> [Do this]:
Convert the entries below into a JSON list of strings with one string per line, leaving out any blank lines.

> [Entries provided]:
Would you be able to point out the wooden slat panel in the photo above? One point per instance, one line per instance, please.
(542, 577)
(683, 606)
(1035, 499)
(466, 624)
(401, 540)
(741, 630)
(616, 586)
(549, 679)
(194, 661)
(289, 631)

> [Finished answer]:
[
  "Would you be able to point out the wooden slat panel in the photo above? One point per instance, one line per instance, please.",
  "(542, 577)",
  "(683, 606)",
  "(1035, 499)",
  "(466, 624)",
  "(401, 540)",
  "(741, 630)",
  "(616, 586)",
  "(549, 679)",
  "(194, 661)",
  "(289, 631)"
]